/---
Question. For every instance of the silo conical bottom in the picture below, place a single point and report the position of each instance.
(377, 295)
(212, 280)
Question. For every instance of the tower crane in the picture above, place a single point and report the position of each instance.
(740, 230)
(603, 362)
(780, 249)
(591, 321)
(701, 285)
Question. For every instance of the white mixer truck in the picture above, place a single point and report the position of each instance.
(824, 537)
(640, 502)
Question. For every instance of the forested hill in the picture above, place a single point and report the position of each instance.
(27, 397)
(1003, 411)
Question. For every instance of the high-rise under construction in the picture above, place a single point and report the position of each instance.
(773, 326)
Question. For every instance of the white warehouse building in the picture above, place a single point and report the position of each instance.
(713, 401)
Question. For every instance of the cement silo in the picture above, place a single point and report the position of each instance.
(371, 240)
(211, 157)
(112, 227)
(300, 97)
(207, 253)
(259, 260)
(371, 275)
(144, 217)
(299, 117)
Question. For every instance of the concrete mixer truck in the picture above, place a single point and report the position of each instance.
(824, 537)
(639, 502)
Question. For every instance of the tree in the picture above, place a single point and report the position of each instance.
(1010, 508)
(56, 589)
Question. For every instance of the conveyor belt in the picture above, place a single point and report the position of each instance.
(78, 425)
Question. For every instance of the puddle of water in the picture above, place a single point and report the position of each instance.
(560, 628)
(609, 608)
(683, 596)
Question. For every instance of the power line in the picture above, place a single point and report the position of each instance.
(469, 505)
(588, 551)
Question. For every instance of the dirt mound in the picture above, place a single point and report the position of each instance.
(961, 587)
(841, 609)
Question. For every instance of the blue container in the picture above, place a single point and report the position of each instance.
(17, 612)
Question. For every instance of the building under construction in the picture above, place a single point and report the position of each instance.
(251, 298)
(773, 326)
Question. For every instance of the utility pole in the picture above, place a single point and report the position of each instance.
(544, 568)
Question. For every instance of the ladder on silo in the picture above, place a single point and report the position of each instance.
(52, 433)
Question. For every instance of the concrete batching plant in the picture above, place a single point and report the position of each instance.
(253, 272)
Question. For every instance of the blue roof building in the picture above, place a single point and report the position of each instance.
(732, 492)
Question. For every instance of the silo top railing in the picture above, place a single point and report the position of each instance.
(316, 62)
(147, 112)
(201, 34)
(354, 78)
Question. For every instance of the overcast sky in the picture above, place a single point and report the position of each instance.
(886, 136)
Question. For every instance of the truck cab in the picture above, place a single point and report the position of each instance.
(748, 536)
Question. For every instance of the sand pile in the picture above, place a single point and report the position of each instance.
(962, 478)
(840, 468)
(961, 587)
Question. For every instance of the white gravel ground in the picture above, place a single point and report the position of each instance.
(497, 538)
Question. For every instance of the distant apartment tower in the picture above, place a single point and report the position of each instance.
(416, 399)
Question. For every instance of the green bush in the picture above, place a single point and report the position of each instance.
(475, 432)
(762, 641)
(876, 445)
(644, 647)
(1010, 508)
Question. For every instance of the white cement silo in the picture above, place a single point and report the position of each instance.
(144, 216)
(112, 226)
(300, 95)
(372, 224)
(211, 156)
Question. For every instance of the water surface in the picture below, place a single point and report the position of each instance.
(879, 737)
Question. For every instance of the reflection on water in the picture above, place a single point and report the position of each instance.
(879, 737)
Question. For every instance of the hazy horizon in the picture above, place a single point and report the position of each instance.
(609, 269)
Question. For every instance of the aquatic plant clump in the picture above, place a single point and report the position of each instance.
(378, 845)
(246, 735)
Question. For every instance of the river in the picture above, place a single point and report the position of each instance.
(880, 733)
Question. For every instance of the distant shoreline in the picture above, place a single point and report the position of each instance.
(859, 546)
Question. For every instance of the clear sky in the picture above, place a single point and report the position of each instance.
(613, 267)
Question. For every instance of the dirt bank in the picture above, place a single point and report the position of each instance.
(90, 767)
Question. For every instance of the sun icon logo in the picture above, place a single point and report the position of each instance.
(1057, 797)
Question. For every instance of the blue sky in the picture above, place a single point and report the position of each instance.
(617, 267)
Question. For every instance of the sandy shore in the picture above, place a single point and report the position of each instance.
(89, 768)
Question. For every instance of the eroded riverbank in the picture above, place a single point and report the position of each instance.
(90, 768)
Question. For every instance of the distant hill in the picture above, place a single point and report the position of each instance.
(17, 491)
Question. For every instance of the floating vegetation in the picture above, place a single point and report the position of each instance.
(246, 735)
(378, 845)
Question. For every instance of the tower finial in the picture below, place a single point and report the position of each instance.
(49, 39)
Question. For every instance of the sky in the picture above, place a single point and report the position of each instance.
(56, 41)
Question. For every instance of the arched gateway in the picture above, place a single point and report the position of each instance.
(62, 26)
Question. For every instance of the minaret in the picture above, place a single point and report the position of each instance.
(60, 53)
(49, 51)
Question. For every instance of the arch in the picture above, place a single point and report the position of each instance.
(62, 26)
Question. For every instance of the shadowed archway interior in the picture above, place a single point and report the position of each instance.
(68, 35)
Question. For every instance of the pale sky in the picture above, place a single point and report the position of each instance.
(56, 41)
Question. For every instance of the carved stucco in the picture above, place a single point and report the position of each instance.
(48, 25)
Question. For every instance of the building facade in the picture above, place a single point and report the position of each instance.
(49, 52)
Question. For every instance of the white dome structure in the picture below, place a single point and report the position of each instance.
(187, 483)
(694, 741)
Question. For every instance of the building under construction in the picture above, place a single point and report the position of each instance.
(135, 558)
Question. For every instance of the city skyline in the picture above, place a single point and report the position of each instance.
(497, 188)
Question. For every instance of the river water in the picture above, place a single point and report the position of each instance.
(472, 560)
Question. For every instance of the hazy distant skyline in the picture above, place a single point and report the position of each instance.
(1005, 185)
\---
**Problem**
Each line in the listing above is to be returned unchanged.

**Exercise result**
Question. For every instance of the silo conical bottom in the picture below, place a single point and report the position of each instance.
(377, 295)
(212, 280)
Question. For every instance of the tower crane in the picture above, place a single point and report the position of each instance.
(740, 230)
(603, 362)
(780, 249)
(591, 321)
(701, 285)
Question. For every instance of the white mixer truck in the picture above, place a single point and report the position of each instance.
(824, 537)
(640, 502)
Question. For every instance of the forested hill in the picture above, place a single point and report the position of each instance.
(27, 397)
(1003, 411)
Question. For every instance of the high-rise under construction in the picture above, place a single point and report the position of each instance.
(773, 326)
Question. For every instance of the white warehouse building in the picture above, place a single point and report the position of each instance.
(713, 401)
Question. For every instance of the cement silo in the picture above, place a single point and report the position of each instance.
(371, 240)
(211, 157)
(112, 227)
(300, 97)
(207, 253)
(259, 260)
(371, 275)
(144, 217)
(299, 117)
Question. For every instance of the concrete mixer truck in the picture above, place a single point and report the position of each instance.
(824, 537)
(639, 502)
Question. For every instance of the tree in the picture above, place a single point and report the position of each instance.
(1010, 508)
(56, 589)
Question. For every instance of the conveyor belt in the picture above, place a single point and report the position of each instance.
(78, 425)
Question. For every instance of the puddle of water in the picture above, place a single point and report the position of each instance.
(560, 628)
(609, 608)
(683, 596)
Question. For every instance of the power line in the picture above, place a single point and report the position of each instance.
(469, 505)
(588, 551)
Question. For every instance of the dirt mound in the picture above, place a single point and report the position of each instance.
(961, 587)
(841, 609)
Question. For every instance of the blue container in the picture above, place a single point and report the position of each instance.
(17, 612)
Question. For every instance of the building under construction in the picture above, place a single point and report the position of each instance.
(251, 298)
(773, 326)
Question. For every instance of the utility pole in the picture above, place a single point and report the position of each instance.
(544, 568)
Question. For every instance of the ladder on silo in the picture above, place a single point and report the position of each instance.
(52, 433)
Question. For every instance of the concrete batching plant in the picture above, place a single point and report the position of each instance.
(253, 272)
Question. For every instance of the blue roof building in the picture above, place a single point and report the position of each instance.
(732, 492)
Question. For every instance of the silo top railing in the picture above, place a single point and report the position of each instance.
(316, 62)
(147, 112)
(201, 34)
(354, 78)
Question. For every instance of the overcast sky in the picture above, place a single point and report the position of each instance.
(886, 136)
Question. For every instance of the truck cab in the picture above, place a single point and report the position of each instance.
(748, 536)
Question. For every instance of the sand pile in the picture above, place a single point and report the position of each instance.
(962, 478)
(840, 468)
(961, 587)
Question. For every instance of the white gravel ground in the picture above, place a single point and report the position of each instance.
(497, 538)
Question. For every instance of the distant apartment tower in the picture above, place a single point and report the position of each instance.
(416, 399)
Question. For every instance of the green bush in the picture above, place a single point and report the position of each instance.
(475, 432)
(762, 641)
(876, 445)
(644, 647)
(1010, 508)
Question. For every instance of the white cement silo in the picture above, place a single point and report the position of each instance.
(144, 216)
(112, 226)
(300, 95)
(372, 224)
(211, 156)
Question. For every instance of the water surface in the picture below, place a single point and report the position of each instance.
(879, 737)
Question. For every instance of the reflection on water in the picture above, place a single point and report the position of each instance.
(879, 737)
Question. For every instance of the hazy horizon in the picture above, place a single point and report the position of each instance.
(609, 269)
Question. For every instance of the aquatic plant clump in the picture above, place a single point and report the position of each instance.
(378, 845)
(246, 735)
Question. For every instance of the river in the picture above, place a single point and report the position of each instance.
(880, 733)
Question. For every instance of the distant shoreline in the picture above, place a single point and report the position of each instance.
(859, 546)
Question. For every instance of the clear sky in the picture above, place a single point and report the position of each instance.
(613, 267)
Question. For every instance of the dirt bank in the picture above, place a single point and report the position of each instance.
(90, 767)
Question. For every instance of the sun icon logo in the picture above, place a single point and report the position of each instance.
(1057, 797)
Question. For every instance of the blue sky in the picture above, place a single point and report the position of each instance.
(617, 267)
Question. For every instance of the sandy shore in the picture above, place a single point and report the position of each instance.
(89, 768)
Question. For every instance of the eroded riverbank in the picture above, place a single point and report the position of each instance.
(90, 768)
Question. For every instance of the distant hill in the picture above, place a single point and report the position of each instance.
(17, 491)
Question. For every instance of the floating vegetation in the picture above, place a single point and report the position of each instance.
(246, 735)
(378, 845)
Question. For every instance of the tower finial in the picture below, place a single point and report the position of each instance.
(49, 39)
Question. For every instance of the sky in the picture above, place a single point and report the position of each instance.
(56, 41)
Question. For every instance of the arched gateway in the picture above, place a single point and report the position of each instance.
(62, 26)
Question. For every instance of the minaret in the picture above, place a single point and report the position of each instance.
(60, 53)
(49, 51)
Question. For every instance of the arch in the picture above, place a single point and report the position of each instance.
(62, 26)
Question. For every instance of the shadowed archway interior in the picture above, place a single point and report the position of each instance.
(68, 35)
Question. For every instance of the pale sky in the picture above, place a single point and report the position of each instance.
(56, 41)
Question. For every instance of the carved stucco in the picture above, place a single point and report the position of each instance.
(48, 25)
Question. For every instance of the building facade in the picture above, place a single point and report the position of each instance.
(49, 52)
Question. For every instance of the white dome structure in the picture below, place a single point and report the position of each instance.
(187, 483)
(694, 741)
Question. For every instance of the building under construction in the picture above, place a single point and report the position of each instance.
(135, 558)
Question. For every instance of the city skyline in the picture above, place a single point and report the position of each instance.
(497, 188)
Question. For every instance of the river water in the picture above, place a single point and report the position of each instance.
(472, 560)
Question. For every instance of the hazy distant skyline in the picture above, place a single point and report the position of each instance.
(1005, 185)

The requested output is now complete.